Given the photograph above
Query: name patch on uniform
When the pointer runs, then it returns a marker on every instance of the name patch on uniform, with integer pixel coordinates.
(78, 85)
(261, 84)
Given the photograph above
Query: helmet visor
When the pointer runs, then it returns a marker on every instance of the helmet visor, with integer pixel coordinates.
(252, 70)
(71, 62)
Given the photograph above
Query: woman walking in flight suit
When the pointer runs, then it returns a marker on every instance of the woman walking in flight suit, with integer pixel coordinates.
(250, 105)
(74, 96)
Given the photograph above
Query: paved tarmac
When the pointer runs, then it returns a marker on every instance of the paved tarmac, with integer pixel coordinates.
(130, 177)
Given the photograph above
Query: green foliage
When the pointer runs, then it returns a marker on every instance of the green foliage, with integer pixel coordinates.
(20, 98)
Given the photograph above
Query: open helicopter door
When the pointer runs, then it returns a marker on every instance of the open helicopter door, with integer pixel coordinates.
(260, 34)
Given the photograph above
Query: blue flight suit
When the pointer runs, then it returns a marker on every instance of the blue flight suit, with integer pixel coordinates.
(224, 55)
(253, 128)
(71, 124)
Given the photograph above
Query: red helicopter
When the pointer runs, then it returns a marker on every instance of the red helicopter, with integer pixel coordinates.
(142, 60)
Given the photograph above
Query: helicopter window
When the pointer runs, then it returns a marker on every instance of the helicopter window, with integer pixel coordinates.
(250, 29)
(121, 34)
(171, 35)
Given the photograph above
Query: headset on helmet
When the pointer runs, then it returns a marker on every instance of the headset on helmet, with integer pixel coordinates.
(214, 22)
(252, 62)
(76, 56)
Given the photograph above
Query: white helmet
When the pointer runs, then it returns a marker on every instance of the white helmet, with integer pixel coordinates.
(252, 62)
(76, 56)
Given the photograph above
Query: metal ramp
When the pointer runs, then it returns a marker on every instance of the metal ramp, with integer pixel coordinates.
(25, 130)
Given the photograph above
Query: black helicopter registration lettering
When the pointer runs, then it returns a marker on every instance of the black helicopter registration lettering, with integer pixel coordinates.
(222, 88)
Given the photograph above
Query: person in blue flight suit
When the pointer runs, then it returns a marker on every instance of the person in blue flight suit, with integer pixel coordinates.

Written request - Extract from the rows above each line that contains the string "patch", and reproduce each one unchanged.

Output of the exercise -
Query: name patch on uniform
When the pointer runs, then it returns a marker on every instance of the name patch on uniform, with integer pixel coordinates.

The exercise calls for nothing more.